====== EXCERPTED PASSAGE ======

I am willing to help but I must ask. Does it matter that my car has APR's stage 3+ software on it and I don't have a cat?


----------



## fixmy59bug (Apr 9, 2002)

*Re: (RonN)*

Is there anything needed from a Tiguan?
As soon as my dealership gets some in, the sales manager is going to let me take one to a GTG to show it off and maybe get some customers in.
While I got it I can get a scan of anything you need.
I just need to know how to do it. =^)


----------



## Theresias (Feb 11, 2004)

*Re: (fixmy59bug)*

We have tested on a couple of European Tiguans already, but US models usually get slightly different engines and such. Would be nice if you could send us some Control Module Maps (only from undocumented modules). Make sure to use the latest Beta for your tests/scan, the old Release 704 may not be fully compatible.


----------



## fixmy59bug (Apr 9, 2002)

*Re: (Theresias)*

Ok. I already have version 803.4 So once I can get my hands on the Tiguan I will scan what ever I can.
Darn you guys for getting the cars before us. And for getting all the cool cars that we can't have.
=^)


----------



## jessla (Feb 10, 2002)

Andy, I'll do BJS R32


----------



## [email protected] (Feb 16, 2007)

====== RECORD EXCERPTS ======

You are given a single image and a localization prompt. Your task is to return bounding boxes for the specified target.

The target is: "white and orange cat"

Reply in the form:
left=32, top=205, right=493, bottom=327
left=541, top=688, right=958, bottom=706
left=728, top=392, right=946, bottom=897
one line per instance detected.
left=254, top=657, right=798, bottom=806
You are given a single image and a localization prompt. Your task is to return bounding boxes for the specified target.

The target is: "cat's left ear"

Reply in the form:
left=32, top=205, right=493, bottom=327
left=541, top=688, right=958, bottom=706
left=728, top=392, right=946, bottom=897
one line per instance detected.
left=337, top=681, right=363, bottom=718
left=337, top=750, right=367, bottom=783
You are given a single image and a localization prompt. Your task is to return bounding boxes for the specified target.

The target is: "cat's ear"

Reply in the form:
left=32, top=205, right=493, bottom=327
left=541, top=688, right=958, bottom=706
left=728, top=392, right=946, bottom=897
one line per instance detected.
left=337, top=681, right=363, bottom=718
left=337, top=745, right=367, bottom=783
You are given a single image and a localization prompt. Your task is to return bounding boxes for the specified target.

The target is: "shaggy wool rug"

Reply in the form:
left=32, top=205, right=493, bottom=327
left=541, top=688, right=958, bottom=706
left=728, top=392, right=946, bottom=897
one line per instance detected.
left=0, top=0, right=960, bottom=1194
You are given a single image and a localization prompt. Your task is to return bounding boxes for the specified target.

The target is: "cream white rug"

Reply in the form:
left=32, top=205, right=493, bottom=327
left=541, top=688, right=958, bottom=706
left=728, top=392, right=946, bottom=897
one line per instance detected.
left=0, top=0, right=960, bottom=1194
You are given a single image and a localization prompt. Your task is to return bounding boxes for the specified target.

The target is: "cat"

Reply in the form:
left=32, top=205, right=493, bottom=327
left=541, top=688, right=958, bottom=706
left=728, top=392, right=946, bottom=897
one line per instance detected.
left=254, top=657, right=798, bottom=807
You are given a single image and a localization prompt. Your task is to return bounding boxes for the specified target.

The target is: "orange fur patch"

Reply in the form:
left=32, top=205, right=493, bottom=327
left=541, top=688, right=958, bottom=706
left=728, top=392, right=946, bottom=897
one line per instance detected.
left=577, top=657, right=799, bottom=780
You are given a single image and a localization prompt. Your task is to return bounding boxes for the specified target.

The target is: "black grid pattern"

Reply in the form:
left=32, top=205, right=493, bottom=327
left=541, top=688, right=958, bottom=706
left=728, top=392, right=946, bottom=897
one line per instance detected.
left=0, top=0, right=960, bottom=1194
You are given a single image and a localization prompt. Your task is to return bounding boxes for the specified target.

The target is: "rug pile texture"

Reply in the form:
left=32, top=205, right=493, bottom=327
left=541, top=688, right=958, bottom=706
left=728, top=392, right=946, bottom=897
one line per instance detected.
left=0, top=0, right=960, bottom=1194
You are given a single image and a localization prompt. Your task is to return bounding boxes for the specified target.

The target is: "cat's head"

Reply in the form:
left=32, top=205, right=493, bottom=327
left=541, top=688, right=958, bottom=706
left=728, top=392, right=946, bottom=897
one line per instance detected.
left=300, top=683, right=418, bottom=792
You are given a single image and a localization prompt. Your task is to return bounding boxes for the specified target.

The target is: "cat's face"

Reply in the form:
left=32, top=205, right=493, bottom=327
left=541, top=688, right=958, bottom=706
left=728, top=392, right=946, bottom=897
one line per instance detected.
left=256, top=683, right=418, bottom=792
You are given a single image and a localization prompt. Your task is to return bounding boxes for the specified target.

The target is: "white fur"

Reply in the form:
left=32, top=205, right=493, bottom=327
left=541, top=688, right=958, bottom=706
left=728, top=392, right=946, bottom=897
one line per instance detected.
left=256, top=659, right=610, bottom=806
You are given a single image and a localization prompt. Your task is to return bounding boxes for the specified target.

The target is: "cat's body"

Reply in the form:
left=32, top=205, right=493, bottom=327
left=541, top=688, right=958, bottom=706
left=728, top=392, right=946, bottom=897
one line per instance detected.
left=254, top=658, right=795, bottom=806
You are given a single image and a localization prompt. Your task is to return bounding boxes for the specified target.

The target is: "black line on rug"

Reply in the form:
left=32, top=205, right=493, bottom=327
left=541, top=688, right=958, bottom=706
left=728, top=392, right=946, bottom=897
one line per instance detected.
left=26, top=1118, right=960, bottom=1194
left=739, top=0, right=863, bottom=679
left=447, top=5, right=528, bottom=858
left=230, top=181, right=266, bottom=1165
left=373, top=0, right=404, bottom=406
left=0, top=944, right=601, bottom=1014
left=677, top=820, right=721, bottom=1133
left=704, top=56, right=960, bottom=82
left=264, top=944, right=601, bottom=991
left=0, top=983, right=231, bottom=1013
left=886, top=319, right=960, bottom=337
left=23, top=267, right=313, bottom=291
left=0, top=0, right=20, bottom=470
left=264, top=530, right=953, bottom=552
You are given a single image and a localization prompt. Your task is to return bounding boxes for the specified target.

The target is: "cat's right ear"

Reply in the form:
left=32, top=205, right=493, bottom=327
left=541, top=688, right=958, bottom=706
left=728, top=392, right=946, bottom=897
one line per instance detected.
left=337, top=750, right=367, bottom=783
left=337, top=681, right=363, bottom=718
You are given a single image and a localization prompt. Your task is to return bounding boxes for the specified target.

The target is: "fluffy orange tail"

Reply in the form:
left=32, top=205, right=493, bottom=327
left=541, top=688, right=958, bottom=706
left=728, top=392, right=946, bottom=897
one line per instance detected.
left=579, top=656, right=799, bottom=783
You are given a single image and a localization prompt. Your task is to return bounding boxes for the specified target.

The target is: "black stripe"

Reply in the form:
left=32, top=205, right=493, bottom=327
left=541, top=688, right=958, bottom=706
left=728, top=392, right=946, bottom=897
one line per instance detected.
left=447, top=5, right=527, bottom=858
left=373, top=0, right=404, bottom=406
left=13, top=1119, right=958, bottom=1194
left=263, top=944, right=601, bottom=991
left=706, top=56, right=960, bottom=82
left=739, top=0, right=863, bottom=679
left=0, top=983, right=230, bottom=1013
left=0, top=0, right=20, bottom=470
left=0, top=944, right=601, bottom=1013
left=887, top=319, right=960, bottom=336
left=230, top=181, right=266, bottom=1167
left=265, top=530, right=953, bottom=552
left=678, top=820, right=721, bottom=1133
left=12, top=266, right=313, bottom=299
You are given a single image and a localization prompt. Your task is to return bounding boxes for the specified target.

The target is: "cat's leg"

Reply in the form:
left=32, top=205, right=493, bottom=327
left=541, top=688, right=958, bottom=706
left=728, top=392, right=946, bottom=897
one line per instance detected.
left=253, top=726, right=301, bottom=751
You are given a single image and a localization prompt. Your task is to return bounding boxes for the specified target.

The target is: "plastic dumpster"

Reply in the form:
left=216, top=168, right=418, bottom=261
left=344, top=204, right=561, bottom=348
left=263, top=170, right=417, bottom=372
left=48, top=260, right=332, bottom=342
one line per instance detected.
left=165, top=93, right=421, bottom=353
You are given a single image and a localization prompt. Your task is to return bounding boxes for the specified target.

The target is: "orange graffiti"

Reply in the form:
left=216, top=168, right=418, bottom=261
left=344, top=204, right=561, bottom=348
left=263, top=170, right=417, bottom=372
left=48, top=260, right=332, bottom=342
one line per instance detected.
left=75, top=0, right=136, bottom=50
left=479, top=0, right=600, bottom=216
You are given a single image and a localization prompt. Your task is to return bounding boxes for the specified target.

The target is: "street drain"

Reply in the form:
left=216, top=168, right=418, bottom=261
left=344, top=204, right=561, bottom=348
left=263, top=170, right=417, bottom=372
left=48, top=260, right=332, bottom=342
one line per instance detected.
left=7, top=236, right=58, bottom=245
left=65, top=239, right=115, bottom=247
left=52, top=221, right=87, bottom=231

======
====== RECORD EXCERPTS ======

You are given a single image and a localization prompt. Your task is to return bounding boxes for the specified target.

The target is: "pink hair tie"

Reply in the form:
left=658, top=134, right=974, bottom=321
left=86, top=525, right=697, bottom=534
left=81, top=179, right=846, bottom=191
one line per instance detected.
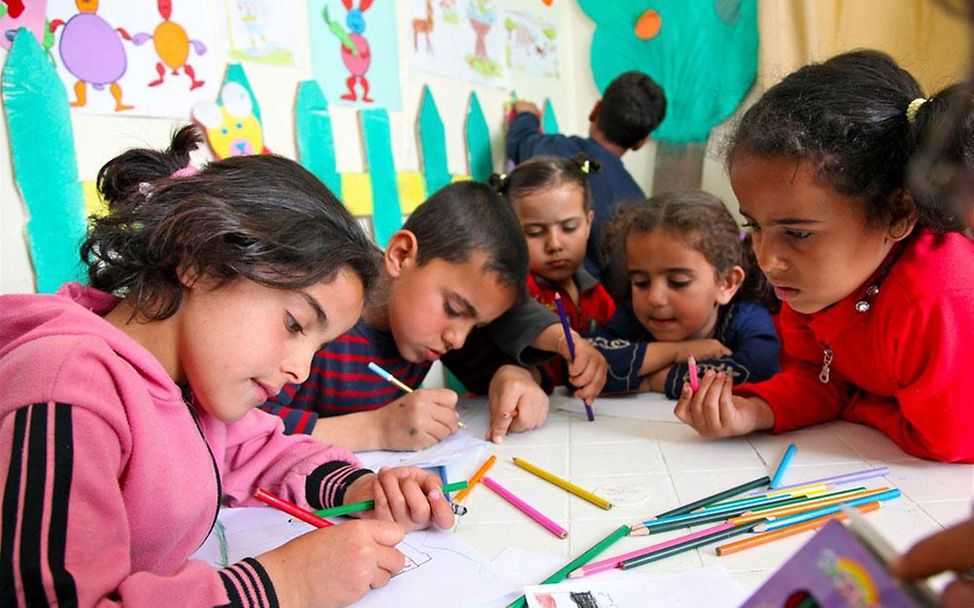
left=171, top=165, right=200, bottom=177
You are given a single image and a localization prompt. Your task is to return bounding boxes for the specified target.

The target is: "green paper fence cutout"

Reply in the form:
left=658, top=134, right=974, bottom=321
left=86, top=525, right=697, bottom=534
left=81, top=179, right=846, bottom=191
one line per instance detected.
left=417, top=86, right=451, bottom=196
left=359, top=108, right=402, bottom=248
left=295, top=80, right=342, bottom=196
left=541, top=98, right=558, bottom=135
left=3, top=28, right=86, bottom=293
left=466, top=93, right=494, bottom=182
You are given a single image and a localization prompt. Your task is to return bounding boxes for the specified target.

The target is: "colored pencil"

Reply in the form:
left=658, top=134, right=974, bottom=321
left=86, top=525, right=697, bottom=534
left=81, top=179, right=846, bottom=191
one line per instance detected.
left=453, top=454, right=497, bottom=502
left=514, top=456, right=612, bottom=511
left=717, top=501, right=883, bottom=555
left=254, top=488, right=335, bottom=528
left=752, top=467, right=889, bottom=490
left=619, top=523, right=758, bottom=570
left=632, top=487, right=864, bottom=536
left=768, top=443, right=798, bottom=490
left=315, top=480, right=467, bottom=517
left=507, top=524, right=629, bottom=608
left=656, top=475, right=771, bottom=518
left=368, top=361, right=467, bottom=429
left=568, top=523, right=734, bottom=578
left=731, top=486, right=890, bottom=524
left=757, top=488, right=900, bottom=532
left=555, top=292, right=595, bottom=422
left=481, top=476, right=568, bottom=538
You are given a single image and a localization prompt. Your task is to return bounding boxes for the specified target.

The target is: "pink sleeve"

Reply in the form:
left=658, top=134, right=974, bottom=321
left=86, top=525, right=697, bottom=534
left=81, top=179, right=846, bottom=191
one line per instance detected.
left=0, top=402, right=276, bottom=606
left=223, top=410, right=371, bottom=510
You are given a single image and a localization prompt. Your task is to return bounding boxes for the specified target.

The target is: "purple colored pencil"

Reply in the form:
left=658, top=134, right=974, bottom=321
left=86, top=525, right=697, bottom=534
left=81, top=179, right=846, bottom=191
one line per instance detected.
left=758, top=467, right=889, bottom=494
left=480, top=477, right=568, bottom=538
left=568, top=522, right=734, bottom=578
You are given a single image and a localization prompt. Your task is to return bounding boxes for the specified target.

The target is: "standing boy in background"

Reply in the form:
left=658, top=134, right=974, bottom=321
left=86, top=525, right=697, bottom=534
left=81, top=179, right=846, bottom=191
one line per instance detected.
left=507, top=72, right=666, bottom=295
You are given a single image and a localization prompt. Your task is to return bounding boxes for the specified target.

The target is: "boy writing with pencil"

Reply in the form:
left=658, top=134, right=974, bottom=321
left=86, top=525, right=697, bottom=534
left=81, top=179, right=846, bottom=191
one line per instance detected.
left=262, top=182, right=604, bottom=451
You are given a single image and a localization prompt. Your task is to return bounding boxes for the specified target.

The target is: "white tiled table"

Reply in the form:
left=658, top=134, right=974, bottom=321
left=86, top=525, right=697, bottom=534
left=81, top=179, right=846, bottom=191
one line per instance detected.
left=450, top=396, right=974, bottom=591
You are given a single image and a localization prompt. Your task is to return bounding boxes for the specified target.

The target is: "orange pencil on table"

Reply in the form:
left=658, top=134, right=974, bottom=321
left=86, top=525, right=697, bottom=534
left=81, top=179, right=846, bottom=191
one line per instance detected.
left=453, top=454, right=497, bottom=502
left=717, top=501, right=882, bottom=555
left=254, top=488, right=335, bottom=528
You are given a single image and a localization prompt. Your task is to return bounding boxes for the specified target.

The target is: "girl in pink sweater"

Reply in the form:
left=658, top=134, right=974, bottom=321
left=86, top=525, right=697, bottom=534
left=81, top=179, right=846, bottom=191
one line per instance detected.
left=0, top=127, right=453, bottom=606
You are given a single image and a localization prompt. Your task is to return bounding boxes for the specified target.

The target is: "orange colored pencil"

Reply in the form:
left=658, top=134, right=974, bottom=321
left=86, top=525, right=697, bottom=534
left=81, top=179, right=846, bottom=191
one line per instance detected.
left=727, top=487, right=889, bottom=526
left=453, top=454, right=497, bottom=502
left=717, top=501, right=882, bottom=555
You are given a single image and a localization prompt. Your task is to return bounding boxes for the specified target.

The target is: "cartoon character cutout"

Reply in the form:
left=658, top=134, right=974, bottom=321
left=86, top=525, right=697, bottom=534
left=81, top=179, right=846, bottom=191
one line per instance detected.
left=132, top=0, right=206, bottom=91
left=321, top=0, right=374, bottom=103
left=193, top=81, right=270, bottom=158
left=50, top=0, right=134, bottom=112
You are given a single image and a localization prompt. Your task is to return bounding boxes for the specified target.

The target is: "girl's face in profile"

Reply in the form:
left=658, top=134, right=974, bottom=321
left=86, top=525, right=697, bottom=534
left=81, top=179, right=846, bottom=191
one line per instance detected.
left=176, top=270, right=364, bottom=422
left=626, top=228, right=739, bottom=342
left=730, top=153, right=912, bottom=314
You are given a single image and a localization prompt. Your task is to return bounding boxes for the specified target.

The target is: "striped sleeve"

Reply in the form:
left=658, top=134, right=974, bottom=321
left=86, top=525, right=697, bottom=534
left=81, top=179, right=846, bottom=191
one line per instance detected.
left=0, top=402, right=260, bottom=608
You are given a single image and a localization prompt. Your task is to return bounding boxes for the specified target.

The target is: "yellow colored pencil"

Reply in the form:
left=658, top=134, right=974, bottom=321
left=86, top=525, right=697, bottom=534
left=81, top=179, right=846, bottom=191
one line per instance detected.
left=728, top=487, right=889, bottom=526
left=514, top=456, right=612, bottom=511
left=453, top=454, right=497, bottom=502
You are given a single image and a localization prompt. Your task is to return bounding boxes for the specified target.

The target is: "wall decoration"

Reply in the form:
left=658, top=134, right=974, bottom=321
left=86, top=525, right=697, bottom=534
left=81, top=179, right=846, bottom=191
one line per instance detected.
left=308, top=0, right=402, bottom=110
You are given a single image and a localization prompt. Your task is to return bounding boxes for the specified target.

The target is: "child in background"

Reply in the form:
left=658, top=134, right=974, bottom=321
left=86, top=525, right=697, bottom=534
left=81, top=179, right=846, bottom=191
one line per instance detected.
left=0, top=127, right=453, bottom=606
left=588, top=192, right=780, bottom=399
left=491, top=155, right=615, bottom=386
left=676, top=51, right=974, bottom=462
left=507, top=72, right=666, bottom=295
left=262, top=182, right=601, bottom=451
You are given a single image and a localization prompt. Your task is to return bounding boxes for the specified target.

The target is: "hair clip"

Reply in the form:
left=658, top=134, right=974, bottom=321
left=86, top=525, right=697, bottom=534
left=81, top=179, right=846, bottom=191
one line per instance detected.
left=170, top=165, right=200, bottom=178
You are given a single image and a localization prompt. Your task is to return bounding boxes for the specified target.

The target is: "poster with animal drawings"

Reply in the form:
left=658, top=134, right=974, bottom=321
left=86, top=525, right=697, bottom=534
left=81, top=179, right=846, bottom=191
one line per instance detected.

======
====== RECORD EXCERPTS ======

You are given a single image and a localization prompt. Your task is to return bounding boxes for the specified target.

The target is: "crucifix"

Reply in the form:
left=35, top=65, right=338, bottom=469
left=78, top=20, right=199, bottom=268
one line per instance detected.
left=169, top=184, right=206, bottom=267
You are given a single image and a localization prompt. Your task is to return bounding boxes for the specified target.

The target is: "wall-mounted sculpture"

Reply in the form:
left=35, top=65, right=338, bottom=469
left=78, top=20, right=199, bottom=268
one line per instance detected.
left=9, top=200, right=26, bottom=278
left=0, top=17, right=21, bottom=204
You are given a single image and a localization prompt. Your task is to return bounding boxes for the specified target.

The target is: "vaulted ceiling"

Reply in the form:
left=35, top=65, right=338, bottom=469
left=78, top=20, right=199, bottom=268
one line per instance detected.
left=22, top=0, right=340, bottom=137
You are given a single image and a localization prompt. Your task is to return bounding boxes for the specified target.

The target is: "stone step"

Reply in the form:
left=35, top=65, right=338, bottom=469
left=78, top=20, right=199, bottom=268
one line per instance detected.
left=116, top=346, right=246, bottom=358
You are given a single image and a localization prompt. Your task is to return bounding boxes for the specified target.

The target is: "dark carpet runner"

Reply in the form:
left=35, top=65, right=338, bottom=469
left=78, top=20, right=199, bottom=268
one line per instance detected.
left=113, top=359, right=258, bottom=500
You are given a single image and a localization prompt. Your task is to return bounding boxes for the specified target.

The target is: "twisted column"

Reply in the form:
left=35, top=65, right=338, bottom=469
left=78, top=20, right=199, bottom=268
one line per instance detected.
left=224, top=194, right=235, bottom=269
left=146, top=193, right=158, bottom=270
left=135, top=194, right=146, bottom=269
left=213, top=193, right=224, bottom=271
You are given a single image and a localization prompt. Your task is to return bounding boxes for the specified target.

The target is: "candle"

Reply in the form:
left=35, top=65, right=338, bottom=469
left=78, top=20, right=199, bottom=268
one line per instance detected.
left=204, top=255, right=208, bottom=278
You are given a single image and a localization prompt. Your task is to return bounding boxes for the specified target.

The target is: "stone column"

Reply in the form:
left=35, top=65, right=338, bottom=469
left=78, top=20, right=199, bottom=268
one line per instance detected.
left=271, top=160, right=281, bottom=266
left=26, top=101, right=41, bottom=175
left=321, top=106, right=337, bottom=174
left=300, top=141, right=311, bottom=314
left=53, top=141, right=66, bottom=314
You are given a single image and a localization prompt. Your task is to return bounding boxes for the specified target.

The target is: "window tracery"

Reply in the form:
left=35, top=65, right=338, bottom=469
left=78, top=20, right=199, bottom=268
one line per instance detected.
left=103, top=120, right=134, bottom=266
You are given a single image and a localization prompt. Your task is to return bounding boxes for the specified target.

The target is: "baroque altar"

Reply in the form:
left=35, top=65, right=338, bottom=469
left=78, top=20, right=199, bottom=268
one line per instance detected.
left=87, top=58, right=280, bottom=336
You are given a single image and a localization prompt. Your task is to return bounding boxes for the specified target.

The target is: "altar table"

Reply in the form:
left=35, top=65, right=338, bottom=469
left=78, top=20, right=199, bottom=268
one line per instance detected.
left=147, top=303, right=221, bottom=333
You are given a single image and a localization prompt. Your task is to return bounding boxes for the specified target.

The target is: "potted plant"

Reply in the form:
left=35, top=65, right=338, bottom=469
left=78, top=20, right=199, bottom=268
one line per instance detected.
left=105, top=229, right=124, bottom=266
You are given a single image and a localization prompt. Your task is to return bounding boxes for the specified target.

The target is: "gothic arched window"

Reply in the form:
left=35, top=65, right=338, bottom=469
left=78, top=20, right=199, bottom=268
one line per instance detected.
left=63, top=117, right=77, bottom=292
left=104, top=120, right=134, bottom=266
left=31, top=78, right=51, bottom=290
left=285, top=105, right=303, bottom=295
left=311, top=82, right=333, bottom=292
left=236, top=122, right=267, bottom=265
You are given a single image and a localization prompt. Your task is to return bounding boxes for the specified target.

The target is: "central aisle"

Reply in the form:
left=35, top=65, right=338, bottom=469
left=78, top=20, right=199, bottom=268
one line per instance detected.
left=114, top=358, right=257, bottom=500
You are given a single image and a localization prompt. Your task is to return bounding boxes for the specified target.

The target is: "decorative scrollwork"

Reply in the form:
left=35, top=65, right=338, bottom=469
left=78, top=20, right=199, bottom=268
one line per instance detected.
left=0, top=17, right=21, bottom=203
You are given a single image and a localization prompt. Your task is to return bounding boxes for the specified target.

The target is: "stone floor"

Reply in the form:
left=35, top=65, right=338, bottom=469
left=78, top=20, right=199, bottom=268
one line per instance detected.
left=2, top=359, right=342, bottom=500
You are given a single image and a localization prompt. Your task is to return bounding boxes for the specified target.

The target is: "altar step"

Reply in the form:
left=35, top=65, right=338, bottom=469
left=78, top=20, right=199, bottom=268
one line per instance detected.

======

DIRECTIVES
- A) Which distinct dates appear in the post headers of the forum thread? List each one.
- B) Rewrite the forum thread from "As soon as my" to "(Feb 11, 2004)", substituting "shop" for "dealership".

SOLUTIONS TO EACH TASK
- A) Apr 9, 2002; Feb 11, 2004; Feb 10, 2002; Feb 16, 2007

- B)
As soon as my shop gets some in, the sales manager is going to let me take one to a GTG to show it off and maybe get some customers in.
While I got it I can get a scan of anything you need.
I just need to know how to do it. =^)


----------



## Theresias (Feb 11, 2004)